Quoted passage:
======
PORTLAND, Maine — Maine State Trooper Connor Willard handed out garbage bags to homeless campers in the park-and-ride lot on Marginal Way on Wednesday morning, telling them they’d have to squeeze 50-or-so tents into the eastern end of the lot by Thursday.

That’s when the Maine Department of Transportation plans on temporarily dividing the lot in half: one for cars and one for campers.

The 50-yard move to the other end of the lot is the latest reshuffling of Portland’s homeless population which began in May when officials cleared a large encampment from the Bayside Trail. With another clearance impending at a Frederick Street tent village, campers, nearby business owners and homeless advocates say the Bayside clearance did little to address the city’s homelessness conundrum and simply scattered people to other peninsula camps.

An informal count on Wednesday morning revealed at least 205 tents set up, in various groups, near the city’s downtown.

The Marginal Way lot had almost 50 tents and another nearby enclave, on the edge of Deering Oaks Park, sported 30, or so. At least 24 tents clustered around a public path near the Portland end of the Casco Bay Bridge. Another dozen lined a grassy strip at the end of the Western Prom. Upwards of 100 tents and shanty-style dwellings lined the public path at the end of Frederick Street.

Marginal Way camper Bruce Cavallaro got one of Willard’s clear plastic garbage bags on Wednesday, even though he’s currently set up on the DOT’s camping-approved end of the lot.

“Was that just a photo op?” Cavallaro said after the trooper moved on to the next patch of tents.

Cavallaro indicated he’d been living on the grass perimeter of the parking lot since being moved off the nearby Bayside Trail on May 16. He’d been camping there since the previous autumn.
======
Brief A: According to the article on Portland's homeless encampments, how many tents did Wednesday morning's informal count find near the city's downtown?

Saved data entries
======
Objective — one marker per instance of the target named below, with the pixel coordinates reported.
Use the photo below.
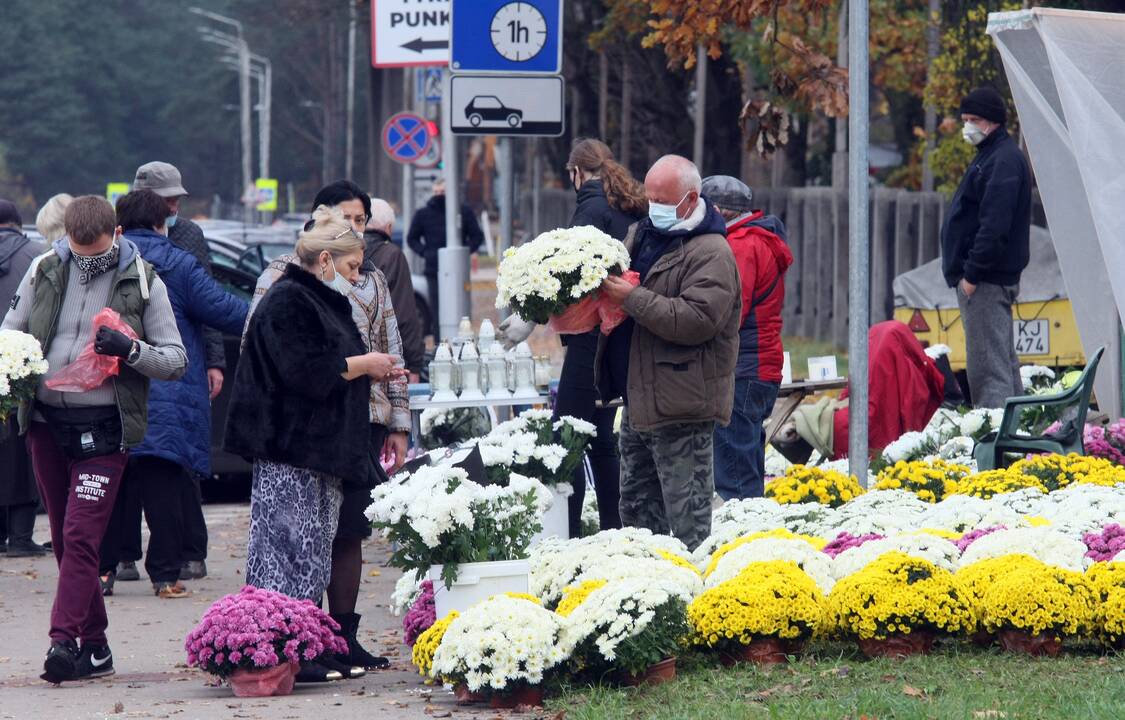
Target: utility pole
(701, 61)
(243, 54)
(858, 240)
(350, 120)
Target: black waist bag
(84, 432)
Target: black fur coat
(289, 403)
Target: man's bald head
(674, 180)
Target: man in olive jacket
(673, 360)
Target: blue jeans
(740, 447)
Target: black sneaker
(61, 663)
(127, 570)
(95, 660)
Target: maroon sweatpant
(79, 497)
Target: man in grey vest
(18, 496)
(79, 441)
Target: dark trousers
(434, 315)
(577, 397)
(161, 486)
(79, 497)
(740, 447)
(195, 525)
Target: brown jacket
(685, 336)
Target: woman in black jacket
(611, 200)
(299, 410)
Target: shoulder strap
(35, 263)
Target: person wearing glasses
(300, 411)
(374, 316)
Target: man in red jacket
(762, 255)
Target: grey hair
(50, 218)
(383, 215)
(687, 174)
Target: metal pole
(700, 105)
(350, 127)
(860, 239)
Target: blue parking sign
(506, 36)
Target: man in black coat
(428, 235)
(18, 495)
(984, 248)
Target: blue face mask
(664, 216)
(339, 284)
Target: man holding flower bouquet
(673, 360)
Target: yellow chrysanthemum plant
(426, 645)
(929, 479)
(989, 483)
(766, 601)
(802, 484)
(898, 595)
(1107, 581)
(1036, 600)
(1056, 471)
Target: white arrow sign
(410, 33)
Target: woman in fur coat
(299, 411)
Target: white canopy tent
(1067, 71)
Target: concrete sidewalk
(146, 635)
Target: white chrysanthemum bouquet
(21, 365)
(556, 278)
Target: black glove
(111, 342)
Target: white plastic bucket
(476, 582)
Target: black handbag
(84, 432)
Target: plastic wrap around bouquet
(556, 279)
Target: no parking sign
(406, 137)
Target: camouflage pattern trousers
(667, 479)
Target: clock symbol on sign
(519, 32)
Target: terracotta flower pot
(765, 651)
(655, 675)
(529, 695)
(1034, 645)
(899, 645)
(466, 696)
(262, 682)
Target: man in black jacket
(428, 235)
(984, 248)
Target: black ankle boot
(357, 656)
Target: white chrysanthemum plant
(500, 645)
(627, 626)
(438, 516)
(558, 269)
(21, 365)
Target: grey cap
(161, 178)
(729, 194)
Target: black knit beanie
(984, 102)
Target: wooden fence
(905, 233)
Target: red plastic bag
(591, 312)
(90, 369)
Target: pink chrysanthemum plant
(257, 629)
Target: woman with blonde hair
(299, 411)
(50, 218)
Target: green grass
(801, 349)
(956, 681)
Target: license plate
(1033, 336)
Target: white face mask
(972, 134)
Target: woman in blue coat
(178, 440)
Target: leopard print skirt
(293, 522)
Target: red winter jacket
(762, 255)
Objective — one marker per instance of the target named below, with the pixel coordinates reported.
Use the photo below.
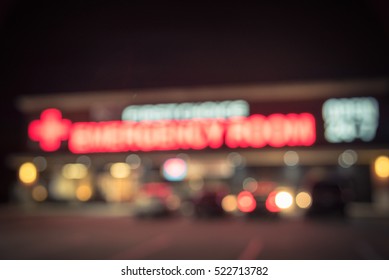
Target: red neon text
(256, 131)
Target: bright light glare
(74, 171)
(28, 173)
(174, 169)
(303, 200)
(291, 158)
(84, 193)
(246, 202)
(229, 203)
(39, 193)
(120, 170)
(283, 200)
(381, 166)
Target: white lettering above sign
(184, 111)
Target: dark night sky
(50, 47)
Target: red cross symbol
(50, 130)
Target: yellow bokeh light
(381, 167)
(39, 193)
(84, 192)
(120, 170)
(74, 171)
(28, 173)
(229, 203)
(283, 200)
(303, 200)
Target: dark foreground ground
(73, 235)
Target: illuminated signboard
(185, 111)
(348, 119)
(255, 131)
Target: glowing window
(246, 202)
(348, 119)
(381, 166)
(28, 173)
(50, 130)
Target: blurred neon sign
(50, 130)
(185, 111)
(348, 119)
(255, 131)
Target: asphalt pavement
(97, 233)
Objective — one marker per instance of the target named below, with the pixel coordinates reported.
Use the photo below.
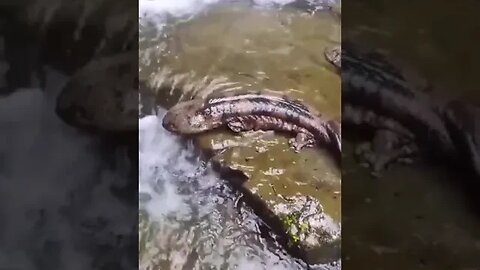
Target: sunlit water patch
(190, 218)
(193, 220)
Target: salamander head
(334, 55)
(188, 118)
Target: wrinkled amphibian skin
(370, 81)
(248, 112)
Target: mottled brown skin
(247, 112)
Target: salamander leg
(386, 148)
(237, 126)
(301, 141)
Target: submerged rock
(234, 48)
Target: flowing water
(57, 207)
(189, 216)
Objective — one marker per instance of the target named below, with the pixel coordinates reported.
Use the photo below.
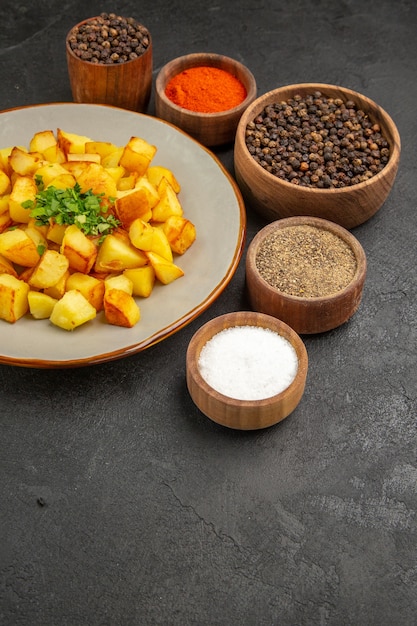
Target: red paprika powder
(205, 89)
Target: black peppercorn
(109, 38)
(318, 141)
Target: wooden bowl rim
(106, 65)
(321, 223)
(268, 98)
(229, 320)
(197, 59)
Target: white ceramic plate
(211, 200)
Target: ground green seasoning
(317, 141)
(306, 261)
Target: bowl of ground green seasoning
(109, 60)
(319, 150)
(306, 271)
(205, 95)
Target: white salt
(248, 362)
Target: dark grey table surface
(120, 503)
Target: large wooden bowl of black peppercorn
(316, 149)
(109, 59)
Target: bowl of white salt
(246, 370)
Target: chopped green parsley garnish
(70, 206)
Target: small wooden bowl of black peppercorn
(207, 107)
(319, 150)
(307, 272)
(109, 60)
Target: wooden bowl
(275, 198)
(210, 129)
(232, 412)
(127, 85)
(306, 315)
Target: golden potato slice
(4, 203)
(180, 232)
(19, 248)
(5, 183)
(13, 298)
(133, 205)
(54, 154)
(116, 254)
(160, 244)
(165, 271)
(6, 267)
(151, 191)
(5, 221)
(57, 291)
(113, 158)
(42, 141)
(24, 163)
(97, 178)
(137, 155)
(72, 310)
(49, 271)
(80, 251)
(117, 174)
(120, 308)
(40, 305)
(91, 287)
(24, 189)
(156, 173)
(168, 205)
(56, 232)
(102, 148)
(143, 280)
(119, 281)
(71, 142)
(49, 171)
(90, 157)
(141, 235)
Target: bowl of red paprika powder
(204, 94)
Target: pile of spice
(205, 89)
(109, 38)
(248, 362)
(317, 141)
(306, 261)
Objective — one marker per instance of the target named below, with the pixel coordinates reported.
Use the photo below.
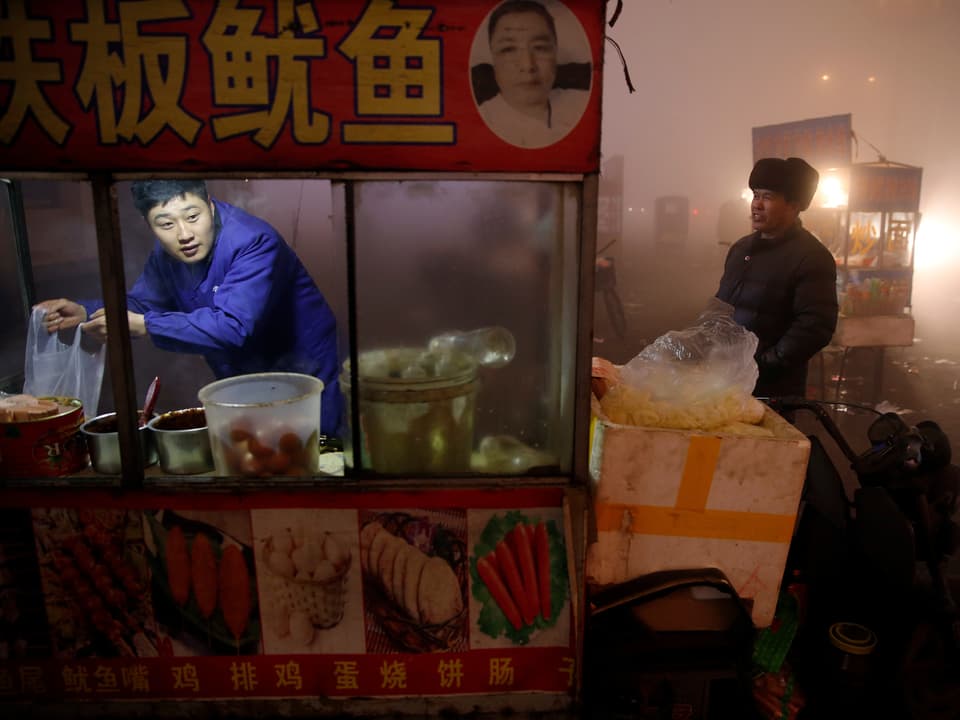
======
Brief B: Rescale the part of the listing that opens with the line containing "Target: large wooden bowl of black peppercorn" and runs through the end of the listing. Give all of those lines again, requests included, with every answer coordinate multiplied by 1.05 and rounded to a whole number (halves round up), and leave the pictures out.

Result A: At least 205 tents.

Result B:
Target: large wooden bowl of black peppercorn
(332, 156)
(114, 62)
Target: bowl of white salt
(258, 389)
Target: chopped green parsley garnish
(74, 216)
Target: small wooden bowl of black peppercorn
(217, 112)
(335, 158)
(322, 286)
(114, 63)
Target: wooden bowl
(289, 208)
(221, 135)
(244, 433)
(133, 89)
(321, 331)
Target: golden potato slice
(4, 213)
(189, 244)
(20, 260)
(5, 192)
(14, 313)
(140, 215)
(57, 162)
(122, 267)
(168, 256)
(173, 285)
(6, 280)
(159, 201)
(5, 232)
(60, 306)
(119, 166)
(44, 148)
(25, 171)
(102, 187)
(144, 163)
(76, 326)
(51, 285)
(84, 264)
(123, 183)
(126, 323)
(42, 320)
(96, 301)
(25, 198)
(164, 182)
(176, 215)
(59, 244)
(107, 155)
(150, 294)
(125, 295)
(75, 149)
(51, 180)
(95, 165)
(148, 247)
Target: bowl of red paprika powder
(214, 99)
Target: pile of spice
(215, 93)
(114, 40)
(260, 380)
(333, 148)
(321, 274)
Objective — one marker per instance of the target named below, with the pixel coordinates reported.
Use the photo below.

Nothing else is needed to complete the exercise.